Coordinate annotation entries:

-=-=-

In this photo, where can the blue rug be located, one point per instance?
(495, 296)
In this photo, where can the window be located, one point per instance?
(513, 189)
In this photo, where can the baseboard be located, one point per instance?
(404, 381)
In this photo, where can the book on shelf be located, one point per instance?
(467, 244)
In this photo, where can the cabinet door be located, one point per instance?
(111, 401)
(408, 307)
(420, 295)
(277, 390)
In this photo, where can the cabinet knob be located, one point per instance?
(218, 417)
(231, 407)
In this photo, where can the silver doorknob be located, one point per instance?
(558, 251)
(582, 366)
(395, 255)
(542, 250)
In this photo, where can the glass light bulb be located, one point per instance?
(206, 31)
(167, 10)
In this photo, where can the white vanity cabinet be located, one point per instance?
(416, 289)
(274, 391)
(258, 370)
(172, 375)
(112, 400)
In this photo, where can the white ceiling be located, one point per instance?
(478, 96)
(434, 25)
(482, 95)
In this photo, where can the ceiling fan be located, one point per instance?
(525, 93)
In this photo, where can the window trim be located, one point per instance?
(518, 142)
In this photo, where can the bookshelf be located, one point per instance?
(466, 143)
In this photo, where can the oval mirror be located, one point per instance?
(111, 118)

-=-=-

• **The exercise**
Please render all the rows above as a Markdown table with the columns Number and Line, one numbered line per table row, leaving out any blank lines.

• **Correct response**
| Number | Line |
|---|---|
| 1 | In this photo, where can the blue rug be located, one point per instance? |
| 2 | (495, 296) |
| 3 | In this photo, where can the window be located, one point per instance? |
| 4 | (513, 189) |
| 5 | In this photo, where can the baseboard be located, one point per instance? |
| 6 | (404, 381) |
| 7 | In this photo, where can the book on shelf be located, one point per instance? |
| 8 | (467, 244) |
| 9 | In this photo, where can the cabinet door be located, one point per instance? |
| 10 | (111, 401) |
| 11 | (408, 307) |
| 12 | (420, 295) |
| 13 | (277, 390) |
| 14 | In this photo, where can the cabinet knob be located, one point per instance? |
| 15 | (218, 417) |
| 16 | (231, 407) |
| 17 | In this photo, where can the silver doorknob be located, one point per instance? |
| 18 | (558, 251) |
| 19 | (582, 366) |
| 20 | (395, 255) |
| 21 | (542, 250) |
| 22 | In this photo, where can the glass light bulb be located, one point per instance? |
| 23 | (206, 31) |
| 24 | (167, 10) |
| 25 | In this photo, where can the white vanity cabinet be located, one point per instance? |
| 26 | (416, 289) |
| 27 | (274, 391) |
| 28 | (258, 370) |
| 29 | (172, 375) |
| 30 | (112, 400) |
| 31 | In this photo, where can the white ceiling be located, one point per instance? |
| 32 | (478, 96) |
| 33 | (434, 25) |
| 34 | (482, 95) |
| 35 | In this photo, where can the ceiling fan be located, one point per instance? |
| 36 | (525, 93) |
| 37 | In this photo, where can the window trim be located, one point per instance? |
| 38 | (518, 142) |
| 39 | In this photo, where can the bookshelf be located, one point per instance? |
| 40 | (466, 143) |
| 41 | In this photo, where can the oval mirror be located, one point per instance? |
| 42 | (111, 118) |